Start of SUPPLIED PASSAGE

Additional signifiers are provided for denoting ornaments.

The letters "T" and "t" are used to signify whole-tone and semitone trills, respectively. Whole-tone and semitone mordents are signified by the letters "M" and "m".

Inverted mordents are signified by "W" (whole-tone) and "w" (semitone).

(Note that trills, mordents, and inverted mordents wider than two semitones in size are also denoted by the upper-case signifier.)

The letter "S" signifies a turn, whereas the dollar sign ("$") signifies an inverted (or Wagnerian) turn. When a concluding turn is appended to the end of an ornament (such as a trill), the upper-case letter "R" is added to the ornament signifier (as in "tR" and "TR").

In addition to these ornaments, **kern provides a signifier for (multi- note) arpeggiation (":").

The presence of ornaments other than trills, mordents, inverted mordents, and turns can be indicated by the generic ornament symbol ("O").


Articulation marks include the apostrophe (') for staccato, the double-quote (") for pizzicato, the greve (`) for staccatissimo, attacca or martellato, the tilde (~) for tenuto, and the caret (^) for all note-related accents (including < and >).

End of SUPPLIED PASSAGE

• STATED GOAL 1:
In the passage on ornament signifiers, rewrite the part starting at "Articulation marks include" and ending at "(including < and >).", replacing "tenuto" with "legato".
• STATED GOAL 2:
According to the passage on ornament signifiers, which letter signifies a turn?

Start of GIVEN INFORMATION

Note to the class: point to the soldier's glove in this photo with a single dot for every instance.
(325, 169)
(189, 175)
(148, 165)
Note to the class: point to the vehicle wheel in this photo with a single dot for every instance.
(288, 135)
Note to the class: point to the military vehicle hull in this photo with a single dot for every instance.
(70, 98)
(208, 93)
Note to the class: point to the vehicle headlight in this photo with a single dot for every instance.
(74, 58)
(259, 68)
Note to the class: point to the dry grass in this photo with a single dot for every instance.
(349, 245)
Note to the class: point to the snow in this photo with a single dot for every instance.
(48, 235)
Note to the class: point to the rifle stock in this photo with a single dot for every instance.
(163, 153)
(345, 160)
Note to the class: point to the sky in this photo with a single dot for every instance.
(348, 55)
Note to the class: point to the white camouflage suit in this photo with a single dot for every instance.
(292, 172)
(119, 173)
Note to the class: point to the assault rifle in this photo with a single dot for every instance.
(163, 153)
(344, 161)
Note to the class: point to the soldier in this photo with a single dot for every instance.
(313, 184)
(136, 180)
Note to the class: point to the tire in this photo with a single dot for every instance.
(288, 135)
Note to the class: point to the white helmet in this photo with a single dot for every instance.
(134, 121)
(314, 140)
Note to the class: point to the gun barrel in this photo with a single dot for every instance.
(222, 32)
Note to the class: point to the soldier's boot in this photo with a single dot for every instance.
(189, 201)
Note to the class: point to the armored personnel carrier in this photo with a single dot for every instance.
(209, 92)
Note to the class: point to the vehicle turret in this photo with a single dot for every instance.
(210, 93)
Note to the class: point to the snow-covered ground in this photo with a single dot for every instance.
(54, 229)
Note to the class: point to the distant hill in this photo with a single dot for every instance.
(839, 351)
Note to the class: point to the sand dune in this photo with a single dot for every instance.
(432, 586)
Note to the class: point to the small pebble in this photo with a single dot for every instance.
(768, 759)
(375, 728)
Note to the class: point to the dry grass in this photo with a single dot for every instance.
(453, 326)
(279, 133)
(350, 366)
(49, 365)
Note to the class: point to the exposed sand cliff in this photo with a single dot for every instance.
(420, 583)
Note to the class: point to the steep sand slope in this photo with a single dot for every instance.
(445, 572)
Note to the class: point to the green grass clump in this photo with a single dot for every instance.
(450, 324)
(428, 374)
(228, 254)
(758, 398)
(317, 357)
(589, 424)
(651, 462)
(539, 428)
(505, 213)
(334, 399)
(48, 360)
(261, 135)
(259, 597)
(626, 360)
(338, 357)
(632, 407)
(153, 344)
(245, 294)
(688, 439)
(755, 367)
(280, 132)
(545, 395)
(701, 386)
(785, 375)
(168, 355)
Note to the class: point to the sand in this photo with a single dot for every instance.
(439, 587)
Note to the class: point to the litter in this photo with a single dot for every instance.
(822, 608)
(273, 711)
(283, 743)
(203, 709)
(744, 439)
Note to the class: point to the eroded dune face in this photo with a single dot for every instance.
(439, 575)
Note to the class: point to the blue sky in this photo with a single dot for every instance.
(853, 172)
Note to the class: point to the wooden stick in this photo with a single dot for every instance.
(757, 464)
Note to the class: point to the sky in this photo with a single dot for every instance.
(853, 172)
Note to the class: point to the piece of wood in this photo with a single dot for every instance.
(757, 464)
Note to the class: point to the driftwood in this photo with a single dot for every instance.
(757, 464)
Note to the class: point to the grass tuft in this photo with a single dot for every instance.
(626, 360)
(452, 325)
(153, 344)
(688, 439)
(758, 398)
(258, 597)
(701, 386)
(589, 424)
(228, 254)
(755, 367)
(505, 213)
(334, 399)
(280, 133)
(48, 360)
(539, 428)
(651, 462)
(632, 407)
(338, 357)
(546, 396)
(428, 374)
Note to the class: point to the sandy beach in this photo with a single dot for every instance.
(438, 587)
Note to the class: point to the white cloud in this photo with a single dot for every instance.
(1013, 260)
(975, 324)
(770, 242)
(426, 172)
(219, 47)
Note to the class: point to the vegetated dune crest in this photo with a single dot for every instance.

End of GIVEN INFORMATION

• TASK ANSWER 1:
Articulation marks include the apostrophe (') for staccato, the double-quote (") for pizzicato, the greve (`) for staccatissimo, attacca or martellato, the tilde (~) for legato, and the caret (^) for all note-related accents (including < and >).

• TASK ANSWER 2:
The letter "S".